• _TEXT PROVIDED_
# # # # # # #
November 9, 2012

Scripture and Commentary, Saturday after the Twenty-second Sunday after Trinity


Morning - Ps. 31, 2 Kings, 23:24-30, 3 John
Evening - Ps. 27, Deut. 5:22, Mt. 25:31

Commentary, Deuteronomy 5:22-33

Fear is the message of the first part of tonight's reading as Moses recounts the soul chilling presence of God at Mount Sinai.  The people had grown comfortable with God and their relationship with Him. He seemed like a nice God; surely He would give them everything they wanted. When presented with the word of God, they confidently replied, "All that the Lord hath spoken we will do," they said (Ex. 19:8).
# # # # # # #
• _THE DATA_

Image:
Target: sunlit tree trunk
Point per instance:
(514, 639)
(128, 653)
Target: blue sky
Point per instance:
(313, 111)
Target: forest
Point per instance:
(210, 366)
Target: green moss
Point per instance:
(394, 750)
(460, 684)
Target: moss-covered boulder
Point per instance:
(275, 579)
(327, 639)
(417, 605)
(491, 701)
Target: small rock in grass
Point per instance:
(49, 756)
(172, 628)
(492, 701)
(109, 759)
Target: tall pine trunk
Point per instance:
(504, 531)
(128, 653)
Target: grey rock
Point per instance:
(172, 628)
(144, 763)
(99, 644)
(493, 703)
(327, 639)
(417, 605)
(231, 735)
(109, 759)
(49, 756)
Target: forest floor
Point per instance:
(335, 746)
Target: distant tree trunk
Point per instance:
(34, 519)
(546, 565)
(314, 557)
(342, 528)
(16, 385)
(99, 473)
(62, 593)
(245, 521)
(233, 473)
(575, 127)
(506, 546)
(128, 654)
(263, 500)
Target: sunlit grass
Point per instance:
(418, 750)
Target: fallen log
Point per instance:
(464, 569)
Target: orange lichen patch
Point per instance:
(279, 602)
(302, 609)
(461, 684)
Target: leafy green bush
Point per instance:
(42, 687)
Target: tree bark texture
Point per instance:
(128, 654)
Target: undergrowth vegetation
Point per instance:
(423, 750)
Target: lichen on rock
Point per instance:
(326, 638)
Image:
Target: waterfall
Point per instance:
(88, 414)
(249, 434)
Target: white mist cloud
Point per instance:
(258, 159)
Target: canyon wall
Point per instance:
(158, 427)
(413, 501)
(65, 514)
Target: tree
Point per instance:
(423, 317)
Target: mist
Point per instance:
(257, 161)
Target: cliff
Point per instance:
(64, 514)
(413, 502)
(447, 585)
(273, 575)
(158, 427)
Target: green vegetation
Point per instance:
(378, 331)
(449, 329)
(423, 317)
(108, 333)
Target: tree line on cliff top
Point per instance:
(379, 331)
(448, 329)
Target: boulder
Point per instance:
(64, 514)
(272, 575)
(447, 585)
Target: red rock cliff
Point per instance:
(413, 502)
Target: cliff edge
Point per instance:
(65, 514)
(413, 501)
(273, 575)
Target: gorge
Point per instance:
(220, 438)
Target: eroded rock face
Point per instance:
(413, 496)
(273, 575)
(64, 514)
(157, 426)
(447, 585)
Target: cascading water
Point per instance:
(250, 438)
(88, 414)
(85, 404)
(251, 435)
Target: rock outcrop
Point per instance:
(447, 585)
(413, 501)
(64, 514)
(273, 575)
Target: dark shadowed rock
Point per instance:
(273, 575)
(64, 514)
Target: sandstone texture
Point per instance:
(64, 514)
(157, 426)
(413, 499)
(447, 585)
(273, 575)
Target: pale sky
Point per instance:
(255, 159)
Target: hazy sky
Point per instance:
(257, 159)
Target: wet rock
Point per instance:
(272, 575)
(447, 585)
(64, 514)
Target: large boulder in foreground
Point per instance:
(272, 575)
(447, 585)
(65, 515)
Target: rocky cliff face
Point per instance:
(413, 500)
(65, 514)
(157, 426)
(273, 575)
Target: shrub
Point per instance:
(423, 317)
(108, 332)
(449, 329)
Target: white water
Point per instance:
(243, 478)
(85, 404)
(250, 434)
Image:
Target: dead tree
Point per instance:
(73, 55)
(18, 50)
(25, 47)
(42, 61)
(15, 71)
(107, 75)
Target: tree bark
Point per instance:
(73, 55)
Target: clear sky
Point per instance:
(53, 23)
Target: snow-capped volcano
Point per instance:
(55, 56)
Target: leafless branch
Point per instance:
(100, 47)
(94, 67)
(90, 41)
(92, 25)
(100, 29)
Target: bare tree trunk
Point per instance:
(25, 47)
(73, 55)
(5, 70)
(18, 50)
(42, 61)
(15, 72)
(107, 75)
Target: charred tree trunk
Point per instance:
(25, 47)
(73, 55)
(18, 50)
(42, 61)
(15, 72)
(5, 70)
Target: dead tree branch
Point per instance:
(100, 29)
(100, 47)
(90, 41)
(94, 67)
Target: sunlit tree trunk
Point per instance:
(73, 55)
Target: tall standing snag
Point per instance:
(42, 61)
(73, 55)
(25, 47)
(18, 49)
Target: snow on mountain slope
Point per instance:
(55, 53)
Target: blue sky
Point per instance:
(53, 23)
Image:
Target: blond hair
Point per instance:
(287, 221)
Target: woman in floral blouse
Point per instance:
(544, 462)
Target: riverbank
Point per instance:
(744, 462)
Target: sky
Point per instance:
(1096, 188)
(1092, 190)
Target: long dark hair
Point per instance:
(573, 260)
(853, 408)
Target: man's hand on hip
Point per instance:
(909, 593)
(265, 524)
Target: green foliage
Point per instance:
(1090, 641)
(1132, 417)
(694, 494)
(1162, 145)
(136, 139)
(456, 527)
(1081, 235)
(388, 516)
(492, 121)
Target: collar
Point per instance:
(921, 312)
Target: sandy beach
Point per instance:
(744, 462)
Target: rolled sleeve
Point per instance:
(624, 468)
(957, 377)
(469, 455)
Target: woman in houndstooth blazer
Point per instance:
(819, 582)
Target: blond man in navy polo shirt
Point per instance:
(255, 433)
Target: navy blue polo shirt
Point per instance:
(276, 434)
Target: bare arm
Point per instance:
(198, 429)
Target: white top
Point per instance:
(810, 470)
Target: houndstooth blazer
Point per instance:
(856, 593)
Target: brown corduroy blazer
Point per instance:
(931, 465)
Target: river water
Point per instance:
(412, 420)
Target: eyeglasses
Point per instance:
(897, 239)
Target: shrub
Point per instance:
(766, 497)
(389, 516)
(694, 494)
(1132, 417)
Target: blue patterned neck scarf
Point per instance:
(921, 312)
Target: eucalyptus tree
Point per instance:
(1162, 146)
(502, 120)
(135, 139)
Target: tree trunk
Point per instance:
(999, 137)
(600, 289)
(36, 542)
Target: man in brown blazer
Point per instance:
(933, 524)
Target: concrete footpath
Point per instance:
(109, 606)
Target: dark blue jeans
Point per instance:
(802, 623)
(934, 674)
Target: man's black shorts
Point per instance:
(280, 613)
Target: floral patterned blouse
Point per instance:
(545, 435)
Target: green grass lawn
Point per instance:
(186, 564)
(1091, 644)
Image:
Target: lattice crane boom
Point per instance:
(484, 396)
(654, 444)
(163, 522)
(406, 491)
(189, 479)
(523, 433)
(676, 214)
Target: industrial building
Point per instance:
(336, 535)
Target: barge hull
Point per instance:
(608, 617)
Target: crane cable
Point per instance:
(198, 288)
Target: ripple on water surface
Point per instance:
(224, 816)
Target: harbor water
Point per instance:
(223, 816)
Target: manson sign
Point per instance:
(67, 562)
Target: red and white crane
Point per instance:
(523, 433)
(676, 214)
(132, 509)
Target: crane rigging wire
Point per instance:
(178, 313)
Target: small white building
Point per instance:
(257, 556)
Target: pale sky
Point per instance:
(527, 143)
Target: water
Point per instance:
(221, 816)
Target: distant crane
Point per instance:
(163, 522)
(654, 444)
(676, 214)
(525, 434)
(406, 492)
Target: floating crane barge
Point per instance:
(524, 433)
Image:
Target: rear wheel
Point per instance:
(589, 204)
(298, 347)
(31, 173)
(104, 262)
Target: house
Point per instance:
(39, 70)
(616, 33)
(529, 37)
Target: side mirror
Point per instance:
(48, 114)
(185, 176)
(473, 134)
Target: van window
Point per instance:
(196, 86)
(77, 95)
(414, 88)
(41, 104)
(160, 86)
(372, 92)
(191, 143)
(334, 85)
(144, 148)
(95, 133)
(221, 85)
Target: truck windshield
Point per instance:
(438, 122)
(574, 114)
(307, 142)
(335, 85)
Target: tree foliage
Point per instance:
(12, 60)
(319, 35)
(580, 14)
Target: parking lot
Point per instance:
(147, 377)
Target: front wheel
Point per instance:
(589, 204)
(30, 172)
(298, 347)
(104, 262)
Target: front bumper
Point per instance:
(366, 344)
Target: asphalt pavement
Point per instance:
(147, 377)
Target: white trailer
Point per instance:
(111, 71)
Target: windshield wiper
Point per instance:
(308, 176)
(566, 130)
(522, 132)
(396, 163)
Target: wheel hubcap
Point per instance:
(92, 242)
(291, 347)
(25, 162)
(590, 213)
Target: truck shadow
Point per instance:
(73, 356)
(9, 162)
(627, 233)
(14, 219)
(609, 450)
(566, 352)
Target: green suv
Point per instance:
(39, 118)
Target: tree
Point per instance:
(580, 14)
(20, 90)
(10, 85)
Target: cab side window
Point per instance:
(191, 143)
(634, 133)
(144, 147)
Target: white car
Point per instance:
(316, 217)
# # # # # # #
• _ACTIVITIES_
(a) Do the following statements agree with the scripture and commentary text? For each, answer yes or no and quote the deciding words.
(i) Psalm 27 is among the evening readings.
(ii) The people had grown fearful of God before the events at Mount Sinai.
(iii) The commentary quotes Exodus 19:8.
(b) Which books of the Bible does the scripture and commentary text cite? List each book once, in the form the text uses.
(c) Extract the passage of the scripture and commentary text from "Commentary, Deuteronomy 5:22-33" to "said (Ex. 19:8).", inclusive.

• _ANSWERS PER TASK_
(a)
(i) Yes: "Evening - Ps. 27, Deut. 5:22, Mt. 25:31"
(ii) No: "The people had grown comfortable with God and their relationship with Him."
(iii) Yes: "All that the Lord hath spoken we will do," they said (Ex. 19:8).

(b)
- Ps.
- 2 Kings
- 3 John
- Deuteronomy (also given as Deut.)
- Mt.
- Ex.

(c)
Commentary, Deuteronomy 5:22-33

Fear is the message of the first part of tonight's reading as Moses recounts the soul chilling presence of God at Mount Sinai.  The people had grown comfortable with God and their relationship with Him. He seemed like a nice God; surely He would give them everything they wanted. When presented with the word of God, they confidently replied, "All that the Lord hath spoken we will do," they said (Ex. 19:8).